_Prompt_. Reproduce every one of the following items line for line, changing nothing.

Collection entries
# # # # #

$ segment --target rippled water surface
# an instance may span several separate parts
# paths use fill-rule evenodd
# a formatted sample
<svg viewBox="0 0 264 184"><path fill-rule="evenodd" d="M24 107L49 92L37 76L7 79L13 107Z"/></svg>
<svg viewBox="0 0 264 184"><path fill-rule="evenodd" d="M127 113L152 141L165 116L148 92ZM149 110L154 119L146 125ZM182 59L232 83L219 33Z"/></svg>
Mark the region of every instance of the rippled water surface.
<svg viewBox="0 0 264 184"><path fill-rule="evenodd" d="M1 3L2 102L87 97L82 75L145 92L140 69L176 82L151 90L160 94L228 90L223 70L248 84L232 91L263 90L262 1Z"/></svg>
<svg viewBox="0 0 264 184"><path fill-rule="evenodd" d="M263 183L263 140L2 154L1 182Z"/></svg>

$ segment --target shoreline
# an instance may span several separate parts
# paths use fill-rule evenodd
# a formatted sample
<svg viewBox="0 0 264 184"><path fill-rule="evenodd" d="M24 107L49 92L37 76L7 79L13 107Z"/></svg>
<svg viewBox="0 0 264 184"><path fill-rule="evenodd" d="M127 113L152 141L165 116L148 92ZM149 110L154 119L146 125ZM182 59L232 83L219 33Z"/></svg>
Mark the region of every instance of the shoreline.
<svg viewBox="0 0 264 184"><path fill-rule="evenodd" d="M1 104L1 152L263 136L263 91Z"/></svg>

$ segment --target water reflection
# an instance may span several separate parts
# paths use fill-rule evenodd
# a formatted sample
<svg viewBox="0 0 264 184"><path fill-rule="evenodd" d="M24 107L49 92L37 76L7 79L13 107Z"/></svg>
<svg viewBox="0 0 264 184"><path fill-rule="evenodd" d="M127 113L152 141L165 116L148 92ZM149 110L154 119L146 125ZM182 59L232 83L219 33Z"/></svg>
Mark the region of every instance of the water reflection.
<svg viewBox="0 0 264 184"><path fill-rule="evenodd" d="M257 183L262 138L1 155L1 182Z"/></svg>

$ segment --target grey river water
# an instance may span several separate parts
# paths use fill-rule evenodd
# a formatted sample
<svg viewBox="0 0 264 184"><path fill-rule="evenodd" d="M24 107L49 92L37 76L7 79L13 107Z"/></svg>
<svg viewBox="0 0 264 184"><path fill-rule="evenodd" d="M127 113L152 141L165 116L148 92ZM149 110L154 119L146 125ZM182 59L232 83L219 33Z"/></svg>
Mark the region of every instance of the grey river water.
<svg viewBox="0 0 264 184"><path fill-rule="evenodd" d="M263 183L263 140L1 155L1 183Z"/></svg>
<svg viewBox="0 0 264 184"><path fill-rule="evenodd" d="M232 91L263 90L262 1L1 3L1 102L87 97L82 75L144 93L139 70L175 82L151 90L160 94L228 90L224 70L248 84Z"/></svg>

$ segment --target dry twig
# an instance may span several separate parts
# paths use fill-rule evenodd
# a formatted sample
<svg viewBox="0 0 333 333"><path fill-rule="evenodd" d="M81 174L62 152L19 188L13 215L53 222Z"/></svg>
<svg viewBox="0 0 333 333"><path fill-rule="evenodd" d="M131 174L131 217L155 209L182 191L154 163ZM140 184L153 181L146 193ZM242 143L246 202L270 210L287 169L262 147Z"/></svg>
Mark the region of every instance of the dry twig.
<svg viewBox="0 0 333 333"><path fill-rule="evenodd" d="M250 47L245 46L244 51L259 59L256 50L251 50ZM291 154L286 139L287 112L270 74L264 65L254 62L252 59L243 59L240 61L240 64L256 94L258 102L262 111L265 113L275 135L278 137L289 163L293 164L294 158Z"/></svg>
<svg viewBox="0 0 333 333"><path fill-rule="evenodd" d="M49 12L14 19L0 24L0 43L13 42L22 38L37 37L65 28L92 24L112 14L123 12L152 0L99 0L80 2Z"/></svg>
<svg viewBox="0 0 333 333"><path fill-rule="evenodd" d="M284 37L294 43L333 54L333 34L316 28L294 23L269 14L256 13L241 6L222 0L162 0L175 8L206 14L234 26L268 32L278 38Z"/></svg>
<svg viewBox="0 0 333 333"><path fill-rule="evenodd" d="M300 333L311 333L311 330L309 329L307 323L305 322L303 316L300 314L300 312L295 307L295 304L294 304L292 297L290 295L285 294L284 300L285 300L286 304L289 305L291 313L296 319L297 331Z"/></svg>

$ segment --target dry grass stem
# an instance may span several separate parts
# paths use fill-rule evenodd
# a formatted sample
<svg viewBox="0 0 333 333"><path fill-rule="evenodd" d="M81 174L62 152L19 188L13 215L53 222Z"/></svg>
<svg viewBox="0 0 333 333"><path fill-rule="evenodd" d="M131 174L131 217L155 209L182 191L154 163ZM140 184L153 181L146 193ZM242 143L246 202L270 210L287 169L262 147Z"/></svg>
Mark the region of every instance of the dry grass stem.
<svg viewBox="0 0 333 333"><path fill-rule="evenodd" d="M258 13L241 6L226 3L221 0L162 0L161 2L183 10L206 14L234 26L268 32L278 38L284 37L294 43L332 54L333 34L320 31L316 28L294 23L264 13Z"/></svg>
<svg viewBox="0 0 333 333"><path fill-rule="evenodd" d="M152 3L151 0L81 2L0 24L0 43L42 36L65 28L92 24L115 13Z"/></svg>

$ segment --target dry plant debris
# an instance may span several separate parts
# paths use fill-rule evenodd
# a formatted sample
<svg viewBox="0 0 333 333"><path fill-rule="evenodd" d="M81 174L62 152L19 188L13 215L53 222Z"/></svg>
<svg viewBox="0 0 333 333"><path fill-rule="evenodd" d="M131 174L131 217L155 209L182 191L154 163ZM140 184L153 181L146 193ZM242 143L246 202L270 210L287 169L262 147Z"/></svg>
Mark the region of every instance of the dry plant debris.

# # # # #

_Result of the exercise_.
$ segment --target rippled water surface
# an instance may span several separate parts
# paths use fill-rule evenodd
# a formatted sample
<svg viewBox="0 0 264 184"><path fill-rule="evenodd" d="M24 107L49 92L37 76L7 79L13 107Z"/></svg>
<svg viewBox="0 0 264 184"><path fill-rule="evenodd" d="M127 113L152 141L165 116L148 92ZM149 110L154 119L146 125ZM182 59L232 83L219 33Z"/></svg>
Mark the region of every instance of the rippled water surface.
<svg viewBox="0 0 264 184"><path fill-rule="evenodd" d="M1 3L2 102L87 97L82 75L145 92L140 69L176 82L151 90L160 94L228 90L223 70L248 84L232 91L263 90L262 1Z"/></svg>
<svg viewBox="0 0 264 184"><path fill-rule="evenodd" d="M263 183L263 140L2 154L1 182Z"/></svg>

$ segment --target shoreline
# an instance may span several separate parts
# paths use fill-rule evenodd
# a formatted sample
<svg viewBox="0 0 264 184"><path fill-rule="evenodd" d="M24 107L49 92L37 76L7 79L13 107Z"/></svg>
<svg viewBox="0 0 264 184"><path fill-rule="evenodd" d="M127 113L152 141L165 116L148 92ZM149 110L154 119L146 125ZM182 59L232 83L219 33Z"/></svg>
Mark the region of every instance of the shoreline.
<svg viewBox="0 0 264 184"><path fill-rule="evenodd" d="M1 104L1 152L263 136L263 91Z"/></svg>

$ segment --target water reflection
# an instance may span several separate parts
# paths use fill-rule evenodd
# a formatted sample
<svg viewBox="0 0 264 184"><path fill-rule="evenodd" d="M24 107L49 92L37 76L7 79L13 107Z"/></svg>
<svg viewBox="0 0 264 184"><path fill-rule="evenodd" d="M127 113L152 141L165 116L148 92ZM149 110L154 119L146 125ZM182 59L232 83L219 33Z"/></svg>
Mark the region of every instance of the water reflection.
<svg viewBox="0 0 264 184"><path fill-rule="evenodd" d="M257 183L262 138L1 155L1 182Z"/></svg>

$ segment --target grey river water
# an instance may span several separate parts
# paths use fill-rule evenodd
# a formatted sample
<svg viewBox="0 0 264 184"><path fill-rule="evenodd" d="M24 107L49 92L37 76L7 79L13 107Z"/></svg>
<svg viewBox="0 0 264 184"><path fill-rule="evenodd" d="M127 113L152 141L165 116L148 92ZM149 110L154 119L146 125ZM182 59L232 83L219 33Z"/></svg>
Mark the region of every instance of the grey river water.
<svg viewBox="0 0 264 184"><path fill-rule="evenodd" d="M263 183L263 140L1 155L1 183Z"/></svg>
<svg viewBox="0 0 264 184"><path fill-rule="evenodd" d="M232 91L263 90L262 1L1 3L1 102L87 97L82 75L144 93L139 70L175 82L151 90L160 94L228 90L224 70L248 84Z"/></svg>

$ segment --target dry twig
# an instance may span several separate parts
# paths use fill-rule evenodd
# a formatted sample
<svg viewBox="0 0 333 333"><path fill-rule="evenodd" d="M81 174L62 152L19 188L13 215L53 222Z"/></svg>
<svg viewBox="0 0 333 333"><path fill-rule="evenodd" d="M131 174L131 217L155 209L182 191L154 163ZM140 184L153 181L146 193ZM242 143L246 202L270 210L287 169L262 147Z"/></svg>
Mark the region of every instance of the dry twig.
<svg viewBox="0 0 333 333"><path fill-rule="evenodd" d="M250 47L245 46L244 51L259 59L256 50L251 50ZM291 154L286 139L287 112L270 74L264 65L254 62L252 59L243 59L240 61L240 64L256 94L258 102L262 111L265 113L275 135L278 137L289 163L293 164L294 158Z"/></svg>
<svg viewBox="0 0 333 333"><path fill-rule="evenodd" d="M49 12L14 19L0 24L0 43L13 42L22 38L37 37L65 28L92 24L112 14L123 12L152 0L99 0L80 2Z"/></svg>
<svg viewBox="0 0 333 333"><path fill-rule="evenodd" d="M284 37L294 43L333 54L333 34L316 28L294 23L269 14L256 13L241 6L222 0L162 0L175 8L206 14L234 26L268 32L278 38Z"/></svg>
<svg viewBox="0 0 333 333"><path fill-rule="evenodd" d="M300 333L311 333L311 330L309 329L307 323L305 322L303 316L300 314L300 312L295 307L295 304L294 304L292 297L290 295L285 294L284 300L285 300L286 304L289 305L291 313L296 319L297 331Z"/></svg>

$ segment --target dry grass stem
# an instance may span several separate parts
# paths use fill-rule evenodd
# a formatted sample
<svg viewBox="0 0 333 333"><path fill-rule="evenodd" d="M81 174L62 152L19 188L13 215L53 222Z"/></svg>
<svg viewBox="0 0 333 333"><path fill-rule="evenodd" d="M131 174L131 217L155 209L182 191L154 163ZM140 184L153 181L146 193ZM242 143L246 202L270 210L287 169L262 147Z"/></svg>
Mark the region of every instance of the dry grass stem.
<svg viewBox="0 0 333 333"><path fill-rule="evenodd" d="M258 13L241 6L226 3L221 0L162 0L161 2L183 10L206 14L234 26L268 32L278 38L284 37L294 43L332 54L333 34L320 31L316 28L294 23L264 13Z"/></svg>
<svg viewBox="0 0 333 333"><path fill-rule="evenodd" d="M152 3L151 0L81 2L0 24L0 43L42 36L65 28L92 24L115 13Z"/></svg>

$ segment --target dry plant debris
# an instance may span several separate parts
# paths use fill-rule evenodd
# a formatted sample
<svg viewBox="0 0 333 333"><path fill-rule="evenodd" d="M81 174L62 152L19 188L13 215L53 222Z"/></svg>
<svg viewBox="0 0 333 333"><path fill-rule="evenodd" d="M131 174L131 217L155 209L182 191L154 163ZM140 184L153 181L146 193ZM242 143L246 202L270 210L287 169L262 147Z"/></svg>
Mark the region of every instance of the dry plant debris.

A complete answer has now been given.